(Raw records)
++++++++++
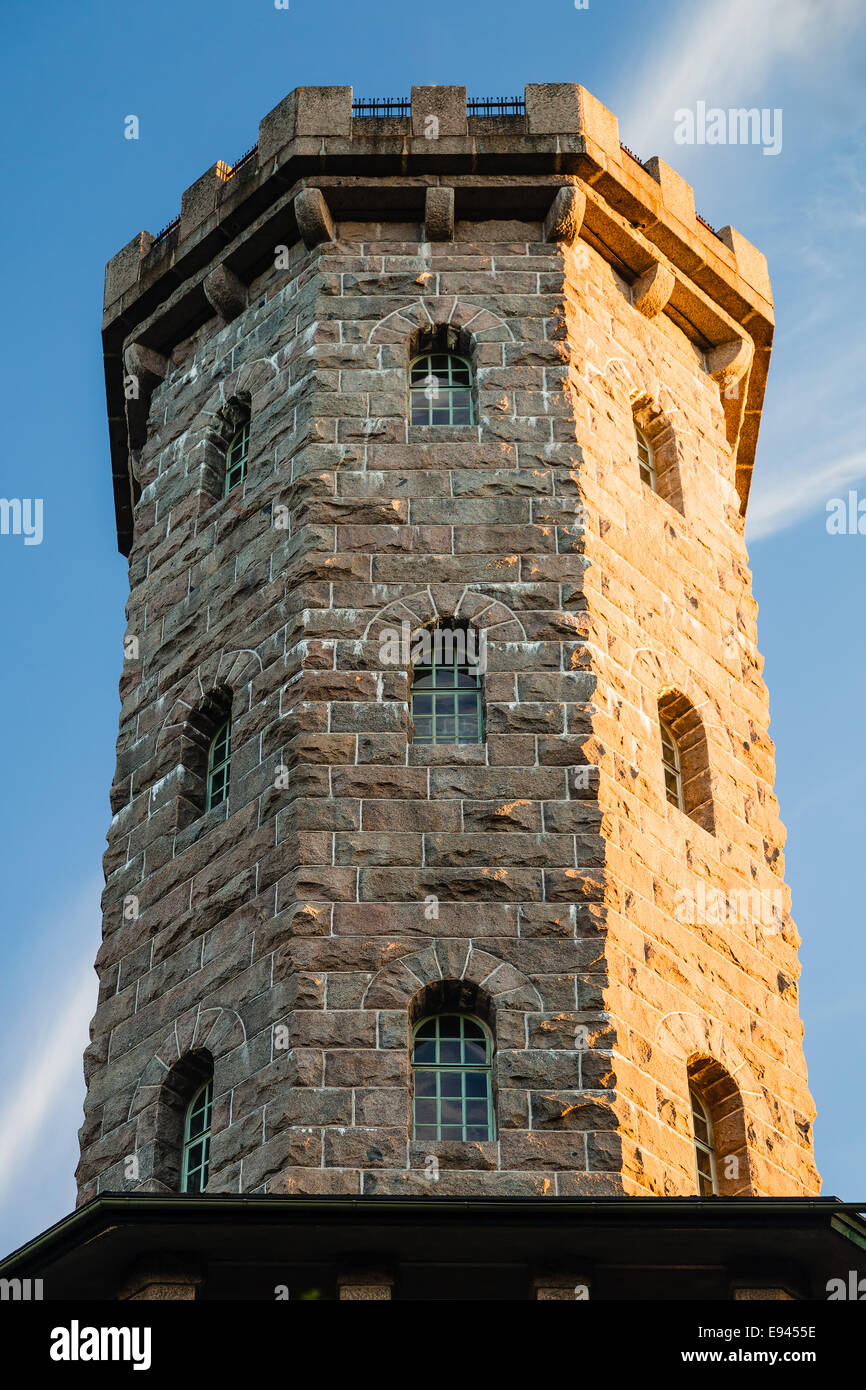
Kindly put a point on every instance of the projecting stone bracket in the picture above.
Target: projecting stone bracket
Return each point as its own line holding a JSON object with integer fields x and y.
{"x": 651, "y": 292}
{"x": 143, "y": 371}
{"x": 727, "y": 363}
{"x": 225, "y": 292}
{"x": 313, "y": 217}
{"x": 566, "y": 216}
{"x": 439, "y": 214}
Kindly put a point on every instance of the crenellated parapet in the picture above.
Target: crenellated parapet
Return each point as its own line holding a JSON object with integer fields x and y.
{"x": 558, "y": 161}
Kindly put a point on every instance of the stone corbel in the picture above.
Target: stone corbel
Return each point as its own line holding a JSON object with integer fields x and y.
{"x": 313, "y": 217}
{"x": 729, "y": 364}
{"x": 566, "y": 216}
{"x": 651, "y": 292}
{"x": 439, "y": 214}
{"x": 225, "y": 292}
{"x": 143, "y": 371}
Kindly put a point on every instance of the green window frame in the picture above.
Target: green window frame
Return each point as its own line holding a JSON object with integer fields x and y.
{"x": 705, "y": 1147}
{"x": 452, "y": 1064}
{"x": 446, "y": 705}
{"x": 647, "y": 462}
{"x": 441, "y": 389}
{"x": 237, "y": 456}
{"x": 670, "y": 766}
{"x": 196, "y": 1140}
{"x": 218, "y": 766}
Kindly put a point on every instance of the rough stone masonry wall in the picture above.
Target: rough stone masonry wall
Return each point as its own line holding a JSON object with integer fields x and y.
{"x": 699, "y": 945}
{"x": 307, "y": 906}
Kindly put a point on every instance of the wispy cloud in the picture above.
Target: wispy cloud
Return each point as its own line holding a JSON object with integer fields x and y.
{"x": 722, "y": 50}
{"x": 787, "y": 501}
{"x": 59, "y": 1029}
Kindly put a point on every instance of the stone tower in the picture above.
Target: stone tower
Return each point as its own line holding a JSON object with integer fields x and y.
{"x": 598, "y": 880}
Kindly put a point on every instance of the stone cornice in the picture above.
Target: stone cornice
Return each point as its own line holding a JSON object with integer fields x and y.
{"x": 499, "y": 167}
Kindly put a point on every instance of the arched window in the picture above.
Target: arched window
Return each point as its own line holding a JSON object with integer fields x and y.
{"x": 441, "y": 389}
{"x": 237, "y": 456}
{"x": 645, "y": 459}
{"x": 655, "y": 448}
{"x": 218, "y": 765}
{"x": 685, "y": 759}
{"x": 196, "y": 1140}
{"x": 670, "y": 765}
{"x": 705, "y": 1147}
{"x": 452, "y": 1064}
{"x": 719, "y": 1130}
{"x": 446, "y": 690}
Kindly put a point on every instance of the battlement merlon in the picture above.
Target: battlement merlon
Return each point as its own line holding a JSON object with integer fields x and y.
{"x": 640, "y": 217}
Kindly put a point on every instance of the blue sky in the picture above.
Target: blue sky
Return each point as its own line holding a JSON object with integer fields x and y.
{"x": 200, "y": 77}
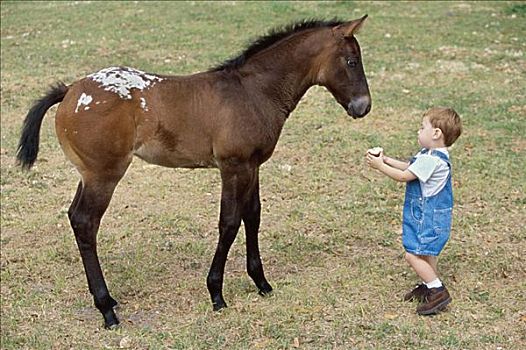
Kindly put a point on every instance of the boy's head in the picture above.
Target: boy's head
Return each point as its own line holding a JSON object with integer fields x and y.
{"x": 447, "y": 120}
++++++++++
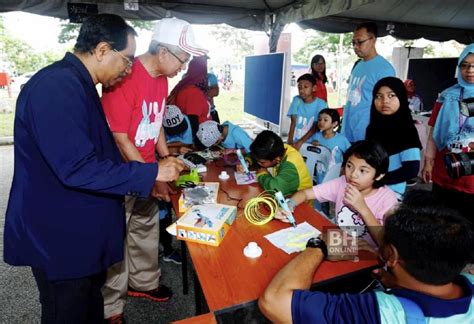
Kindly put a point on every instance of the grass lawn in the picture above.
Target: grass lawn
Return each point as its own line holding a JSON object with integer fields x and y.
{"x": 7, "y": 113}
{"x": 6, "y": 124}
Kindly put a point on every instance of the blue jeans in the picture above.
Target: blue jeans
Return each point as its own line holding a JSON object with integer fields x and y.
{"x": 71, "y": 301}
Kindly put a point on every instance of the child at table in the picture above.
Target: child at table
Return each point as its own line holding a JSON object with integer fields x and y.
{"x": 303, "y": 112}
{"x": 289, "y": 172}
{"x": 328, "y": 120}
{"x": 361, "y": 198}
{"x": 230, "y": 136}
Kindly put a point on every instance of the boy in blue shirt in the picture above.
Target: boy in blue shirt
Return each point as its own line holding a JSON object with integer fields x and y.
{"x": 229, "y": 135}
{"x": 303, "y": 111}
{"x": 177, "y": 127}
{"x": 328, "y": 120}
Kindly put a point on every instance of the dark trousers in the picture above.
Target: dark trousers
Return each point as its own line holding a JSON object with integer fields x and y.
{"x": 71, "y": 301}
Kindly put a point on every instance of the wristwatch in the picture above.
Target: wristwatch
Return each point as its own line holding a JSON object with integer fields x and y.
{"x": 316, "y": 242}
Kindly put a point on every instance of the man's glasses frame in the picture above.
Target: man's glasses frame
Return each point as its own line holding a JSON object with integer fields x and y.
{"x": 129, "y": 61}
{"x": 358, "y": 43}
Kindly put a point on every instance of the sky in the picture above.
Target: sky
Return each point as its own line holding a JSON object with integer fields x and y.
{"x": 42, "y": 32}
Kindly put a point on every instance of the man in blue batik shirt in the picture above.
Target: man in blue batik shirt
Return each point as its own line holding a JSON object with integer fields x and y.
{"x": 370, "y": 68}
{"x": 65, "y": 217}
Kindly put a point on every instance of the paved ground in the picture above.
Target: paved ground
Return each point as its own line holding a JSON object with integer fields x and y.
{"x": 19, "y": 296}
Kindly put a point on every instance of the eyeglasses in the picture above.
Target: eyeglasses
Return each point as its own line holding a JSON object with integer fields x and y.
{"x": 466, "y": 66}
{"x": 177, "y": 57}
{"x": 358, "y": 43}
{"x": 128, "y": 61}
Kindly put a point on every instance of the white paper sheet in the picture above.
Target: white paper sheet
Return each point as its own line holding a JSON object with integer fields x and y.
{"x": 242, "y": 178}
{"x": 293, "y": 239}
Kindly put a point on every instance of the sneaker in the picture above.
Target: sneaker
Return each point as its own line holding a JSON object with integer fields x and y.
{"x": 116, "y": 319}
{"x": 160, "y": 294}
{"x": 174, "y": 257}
++++++++++
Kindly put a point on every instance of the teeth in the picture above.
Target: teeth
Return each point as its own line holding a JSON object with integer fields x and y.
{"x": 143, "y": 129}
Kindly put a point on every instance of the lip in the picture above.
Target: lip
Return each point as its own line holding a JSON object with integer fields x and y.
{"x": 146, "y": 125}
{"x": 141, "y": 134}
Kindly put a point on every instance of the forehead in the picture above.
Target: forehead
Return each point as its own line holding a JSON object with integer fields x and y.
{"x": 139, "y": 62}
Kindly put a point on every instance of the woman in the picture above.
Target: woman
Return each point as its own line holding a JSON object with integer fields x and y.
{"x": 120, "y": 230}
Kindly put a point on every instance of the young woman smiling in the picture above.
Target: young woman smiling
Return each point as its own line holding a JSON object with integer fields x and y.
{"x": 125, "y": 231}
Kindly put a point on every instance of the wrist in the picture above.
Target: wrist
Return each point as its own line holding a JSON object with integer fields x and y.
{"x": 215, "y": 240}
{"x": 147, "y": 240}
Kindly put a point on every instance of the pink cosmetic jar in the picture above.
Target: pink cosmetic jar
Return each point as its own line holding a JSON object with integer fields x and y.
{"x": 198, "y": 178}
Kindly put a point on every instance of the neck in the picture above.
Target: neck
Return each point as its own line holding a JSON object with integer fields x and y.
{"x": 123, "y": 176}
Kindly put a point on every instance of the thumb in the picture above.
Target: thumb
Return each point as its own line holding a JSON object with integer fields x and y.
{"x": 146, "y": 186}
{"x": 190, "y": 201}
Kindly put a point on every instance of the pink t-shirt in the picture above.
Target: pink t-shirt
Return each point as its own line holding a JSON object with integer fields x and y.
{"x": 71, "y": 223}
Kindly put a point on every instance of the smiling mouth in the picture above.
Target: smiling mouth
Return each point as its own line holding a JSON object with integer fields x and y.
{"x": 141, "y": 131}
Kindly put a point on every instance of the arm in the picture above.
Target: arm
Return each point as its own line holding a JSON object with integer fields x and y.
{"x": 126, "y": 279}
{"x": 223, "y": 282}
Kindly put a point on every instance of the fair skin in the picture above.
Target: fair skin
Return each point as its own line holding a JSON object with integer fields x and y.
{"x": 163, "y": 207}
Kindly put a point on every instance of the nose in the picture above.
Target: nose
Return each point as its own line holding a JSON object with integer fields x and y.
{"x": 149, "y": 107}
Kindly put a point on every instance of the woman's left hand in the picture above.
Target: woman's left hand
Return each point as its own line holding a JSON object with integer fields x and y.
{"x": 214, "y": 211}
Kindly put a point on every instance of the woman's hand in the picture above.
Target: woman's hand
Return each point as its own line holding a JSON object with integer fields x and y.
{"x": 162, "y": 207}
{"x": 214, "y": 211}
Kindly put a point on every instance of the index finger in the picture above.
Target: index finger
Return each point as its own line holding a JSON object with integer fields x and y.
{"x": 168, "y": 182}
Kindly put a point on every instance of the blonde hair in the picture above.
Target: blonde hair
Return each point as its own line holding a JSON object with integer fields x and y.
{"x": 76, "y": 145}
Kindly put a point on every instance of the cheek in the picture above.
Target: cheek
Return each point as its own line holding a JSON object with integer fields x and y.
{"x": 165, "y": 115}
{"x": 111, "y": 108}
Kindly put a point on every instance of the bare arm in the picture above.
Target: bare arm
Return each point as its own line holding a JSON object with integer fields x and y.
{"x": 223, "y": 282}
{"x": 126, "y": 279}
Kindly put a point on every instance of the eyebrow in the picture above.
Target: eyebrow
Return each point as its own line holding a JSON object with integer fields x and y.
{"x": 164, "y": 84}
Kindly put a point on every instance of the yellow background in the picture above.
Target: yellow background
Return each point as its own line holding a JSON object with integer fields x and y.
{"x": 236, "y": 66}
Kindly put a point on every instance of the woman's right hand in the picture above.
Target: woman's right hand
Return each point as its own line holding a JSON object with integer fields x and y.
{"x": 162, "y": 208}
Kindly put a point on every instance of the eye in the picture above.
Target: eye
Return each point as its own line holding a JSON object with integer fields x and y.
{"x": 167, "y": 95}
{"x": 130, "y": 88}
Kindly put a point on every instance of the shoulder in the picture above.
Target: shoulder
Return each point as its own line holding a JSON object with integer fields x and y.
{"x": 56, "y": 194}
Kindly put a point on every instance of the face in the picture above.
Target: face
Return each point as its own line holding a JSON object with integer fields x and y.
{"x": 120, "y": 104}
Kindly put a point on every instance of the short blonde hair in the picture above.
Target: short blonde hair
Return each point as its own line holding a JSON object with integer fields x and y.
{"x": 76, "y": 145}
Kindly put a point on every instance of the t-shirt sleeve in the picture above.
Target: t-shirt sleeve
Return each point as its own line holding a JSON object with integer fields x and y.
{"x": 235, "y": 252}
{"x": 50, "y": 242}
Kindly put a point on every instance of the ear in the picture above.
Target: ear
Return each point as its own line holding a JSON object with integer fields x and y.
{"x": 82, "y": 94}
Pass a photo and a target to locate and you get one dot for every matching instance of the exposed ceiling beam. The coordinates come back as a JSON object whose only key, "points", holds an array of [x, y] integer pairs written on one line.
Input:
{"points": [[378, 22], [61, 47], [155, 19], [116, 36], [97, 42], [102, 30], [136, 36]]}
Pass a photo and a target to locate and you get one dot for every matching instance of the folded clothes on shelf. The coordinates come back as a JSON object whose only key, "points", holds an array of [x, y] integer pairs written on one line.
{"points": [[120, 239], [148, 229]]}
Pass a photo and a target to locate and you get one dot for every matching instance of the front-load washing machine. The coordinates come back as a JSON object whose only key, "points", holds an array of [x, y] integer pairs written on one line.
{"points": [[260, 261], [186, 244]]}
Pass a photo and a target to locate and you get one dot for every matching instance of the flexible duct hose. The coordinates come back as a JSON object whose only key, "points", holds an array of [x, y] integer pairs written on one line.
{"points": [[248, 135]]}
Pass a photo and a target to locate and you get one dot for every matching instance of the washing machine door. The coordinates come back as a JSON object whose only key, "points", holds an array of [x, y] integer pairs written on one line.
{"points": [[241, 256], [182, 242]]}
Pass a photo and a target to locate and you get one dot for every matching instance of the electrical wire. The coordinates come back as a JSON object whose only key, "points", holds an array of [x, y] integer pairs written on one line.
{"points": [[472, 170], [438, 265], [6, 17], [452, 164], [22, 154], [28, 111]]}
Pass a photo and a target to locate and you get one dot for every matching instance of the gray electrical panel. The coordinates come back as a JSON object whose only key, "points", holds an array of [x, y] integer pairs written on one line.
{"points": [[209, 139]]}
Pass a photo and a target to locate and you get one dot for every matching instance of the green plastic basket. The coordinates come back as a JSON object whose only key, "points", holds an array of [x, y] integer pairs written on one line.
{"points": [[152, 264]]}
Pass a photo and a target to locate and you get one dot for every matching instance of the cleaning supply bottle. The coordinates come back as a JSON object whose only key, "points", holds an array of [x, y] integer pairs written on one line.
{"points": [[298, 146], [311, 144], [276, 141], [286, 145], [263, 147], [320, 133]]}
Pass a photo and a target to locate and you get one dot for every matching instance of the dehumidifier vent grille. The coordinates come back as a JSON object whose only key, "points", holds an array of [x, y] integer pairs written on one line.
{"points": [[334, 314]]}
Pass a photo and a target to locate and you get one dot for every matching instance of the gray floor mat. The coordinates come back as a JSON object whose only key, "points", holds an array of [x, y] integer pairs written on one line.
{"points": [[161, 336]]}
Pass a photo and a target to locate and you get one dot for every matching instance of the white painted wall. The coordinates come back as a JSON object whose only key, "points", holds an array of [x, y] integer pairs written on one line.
++++++++++
▶ [Brief]: Show every line in the records above that contains the word "white".

▶ [Result]:
Kindly put a point on every instance of the white paper sheet in the picture above.
Target: white paper sheet
Pass a photo and a target to locate and you get one dot for every matching instance of the white painted wall. The coordinates come back as a JSON object whose only key, "points", holds an array of [x, y] integer pairs written on one line.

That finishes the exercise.